-- START OF Available records --

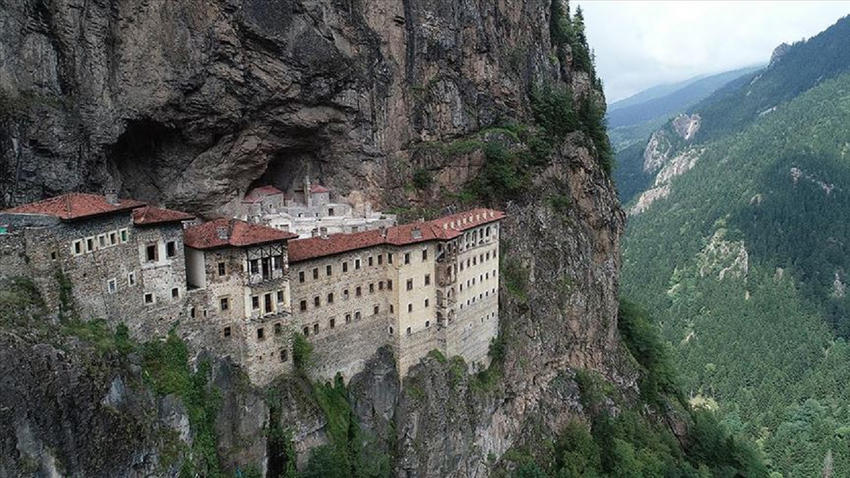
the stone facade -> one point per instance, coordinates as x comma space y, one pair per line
227, 286
438, 292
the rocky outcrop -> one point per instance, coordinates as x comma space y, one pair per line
189, 103
686, 126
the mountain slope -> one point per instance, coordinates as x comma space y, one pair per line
190, 103
632, 120
738, 243
674, 101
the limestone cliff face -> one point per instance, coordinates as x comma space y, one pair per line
189, 103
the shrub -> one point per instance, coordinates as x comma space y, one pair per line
422, 179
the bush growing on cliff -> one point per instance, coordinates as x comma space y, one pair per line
640, 337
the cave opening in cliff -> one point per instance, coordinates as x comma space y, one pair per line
147, 157
288, 167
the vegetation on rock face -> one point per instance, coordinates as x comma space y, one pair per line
351, 451
766, 340
634, 442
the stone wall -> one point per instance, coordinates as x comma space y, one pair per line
347, 331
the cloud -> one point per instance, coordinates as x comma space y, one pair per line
639, 44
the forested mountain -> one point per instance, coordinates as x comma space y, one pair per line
632, 120
683, 95
738, 243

-- END OF Available records --

Present all of the data above as a numbered list, leaving out blank lines and the pictures.

| Answer for this exercise |
1. the stone facade -> one point per instance, coordinates as x comma space y, one pair per line
2. 227, 286
3. 438, 292
4. the rocky outcrop -> one point per instance, coordinates as x comma space y, one pair per line
5. 189, 103
6. 686, 126
7. the mountain slope -> one point per instance, coordinates as x comma space y, one pair per line
8. 190, 103
9. 632, 120
10. 738, 243
11. 674, 101
12. the limestone cliff face -> one point per instance, coordinates as x comma space y, one pair per line
13. 189, 103
14. the shrub -> one point per instance, coordinates as x comma space y, one pair per line
15. 422, 179
16. the bush growing on cliff -> one point per instance, coordinates as x comma space y, one pair per line
17. 640, 337
18. the cave opening in cliff -> one point per instance, coordinates as x comma space y, one pair per line
19. 147, 157
20. 288, 167
21. the vegetation on rock face -> one point per instance, coordinates as x comma space y, one pair per line
22. 351, 451
23. 766, 340
24. 634, 442
25. the stone wall -> one point per instance, coordinates as x comma space y, one pair per line
26. 347, 331
27. the cloud -> one point per instance, coordinates as x comma space y, one pair per line
28. 639, 44
29. the forested mountain -> one point per instance, coordinates as x comma space y, one pair per line
30. 632, 120
31. 683, 95
32. 738, 243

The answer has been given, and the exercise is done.